Records from a data source
■ ■ ■

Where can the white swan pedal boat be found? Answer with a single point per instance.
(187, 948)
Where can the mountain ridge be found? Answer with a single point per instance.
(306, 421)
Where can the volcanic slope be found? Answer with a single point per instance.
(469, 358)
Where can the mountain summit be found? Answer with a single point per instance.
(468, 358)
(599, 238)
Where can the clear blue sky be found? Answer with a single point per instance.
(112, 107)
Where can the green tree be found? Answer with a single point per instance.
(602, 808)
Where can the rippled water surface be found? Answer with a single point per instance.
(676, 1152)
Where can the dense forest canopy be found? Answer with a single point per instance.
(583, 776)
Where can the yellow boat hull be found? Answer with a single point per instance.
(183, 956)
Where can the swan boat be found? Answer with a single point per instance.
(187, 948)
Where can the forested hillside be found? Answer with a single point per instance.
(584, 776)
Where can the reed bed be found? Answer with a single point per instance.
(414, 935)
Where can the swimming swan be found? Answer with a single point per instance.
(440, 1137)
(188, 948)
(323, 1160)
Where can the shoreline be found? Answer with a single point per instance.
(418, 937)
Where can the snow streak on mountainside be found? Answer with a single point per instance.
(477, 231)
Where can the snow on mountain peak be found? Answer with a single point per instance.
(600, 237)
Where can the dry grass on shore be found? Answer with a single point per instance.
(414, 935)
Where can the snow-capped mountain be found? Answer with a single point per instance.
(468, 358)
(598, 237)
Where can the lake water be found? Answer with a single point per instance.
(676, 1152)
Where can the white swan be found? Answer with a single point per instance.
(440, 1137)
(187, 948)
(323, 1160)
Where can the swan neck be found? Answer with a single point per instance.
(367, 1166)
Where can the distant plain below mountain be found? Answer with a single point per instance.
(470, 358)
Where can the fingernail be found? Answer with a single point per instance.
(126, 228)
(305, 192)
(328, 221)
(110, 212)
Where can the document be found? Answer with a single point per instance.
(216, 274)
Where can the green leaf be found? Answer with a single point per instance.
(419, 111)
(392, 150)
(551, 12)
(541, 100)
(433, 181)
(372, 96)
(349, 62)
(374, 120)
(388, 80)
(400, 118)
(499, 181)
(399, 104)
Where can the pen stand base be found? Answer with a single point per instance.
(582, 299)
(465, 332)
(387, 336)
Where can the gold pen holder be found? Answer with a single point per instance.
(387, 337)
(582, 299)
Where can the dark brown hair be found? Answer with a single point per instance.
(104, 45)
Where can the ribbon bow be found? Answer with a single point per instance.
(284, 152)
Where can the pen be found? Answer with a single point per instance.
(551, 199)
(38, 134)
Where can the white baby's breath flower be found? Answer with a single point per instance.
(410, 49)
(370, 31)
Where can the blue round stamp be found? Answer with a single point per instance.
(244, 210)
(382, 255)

■ ■ ■

§ Instructions to follow:
Reproduce all of the records above word for word, keeping every line unchanged and in its original order.

§ The completed task:
Where can the white swan pedal boat be found? Answer with a single point per instance.
(187, 948)
Where can the mountain ridge be found? Answer with a single point per instance.
(306, 421)
Where can the volcanic slope be found? Answer with a single point per instance.
(469, 358)
Where can the mountain summit be found? Answer with a single point per instance.
(468, 358)
(599, 238)
Where can the clear blue sky be found? Answer with a single point per instance.
(112, 107)
Where can the green tree be found? Answer with a single point per instance.
(602, 808)
Where can the rippled water surface be found? Answer with a single point per instance.
(676, 1152)
Where can the dense forest canopy be found? Answer with a single point per instance.
(583, 776)
Where can the yellow boat hull be found? Answer with a single point per instance.
(183, 956)
Where can the swan boat be found? Answer with a single point per instance.
(187, 948)
Where can the forested hillside be found? Answer with a single point per instance.
(584, 776)
Where can the reed bed be found? Answer with a single point per instance.
(414, 935)
Where can the swimming swan be found? Answer with a single point per instance.
(440, 1137)
(188, 948)
(323, 1160)
Where can the shoreline be found? Answer with a single point per instance.
(418, 937)
Where can the snow streak on mountainside be found? Answer with a single point per instance.
(477, 231)
Where can the snow on mountain peak be found? Answer with a single point per instance.
(600, 237)
Where can the dry grass on shore be found? Answer with a single point per instance.
(414, 935)
Where can the snow-capped mountain be found? Answer with a single point per instance.
(468, 358)
(598, 237)
Where can the lake water be found? Answer with a single point per instance.
(676, 1152)
Where can the white swan be found? Answer with a single point per instance.
(440, 1137)
(187, 948)
(323, 1160)
Where can the swan neck be found? Answer with a single point per instance.
(367, 1166)
Where can the distant plain below mountain be found? Answer with a single point per instance.
(470, 358)
Where can the fingernail be found? Answer with a single point per instance.
(126, 228)
(305, 192)
(328, 221)
(110, 212)
Where can the document be found? Answer with a single point per instance.
(216, 274)
Where can the green leaf be found? Answer with a single point per instance.
(419, 111)
(392, 150)
(551, 12)
(541, 100)
(433, 181)
(372, 96)
(349, 62)
(374, 120)
(388, 80)
(400, 118)
(499, 181)
(399, 104)
Where can the pen stand base be found? Answer with a single point per instance.
(582, 299)
(465, 332)
(387, 336)
Where can the gold pen holder be found? Answer with a single point per instance.
(387, 337)
(582, 299)
Where can the dark brown hair be found? Answer with a single point per instance.
(104, 45)
Where can the ribbon bow be found? Answer with a single point per instance.
(284, 152)
Where can the pen be found? Answer with a single point per instance.
(551, 199)
(38, 134)
Where can the white baby's breath flower be found? Answer with a single point per instance.
(410, 49)
(370, 31)
Where can the blue round stamp be found? Answer with a single point per instance.
(244, 210)
(382, 255)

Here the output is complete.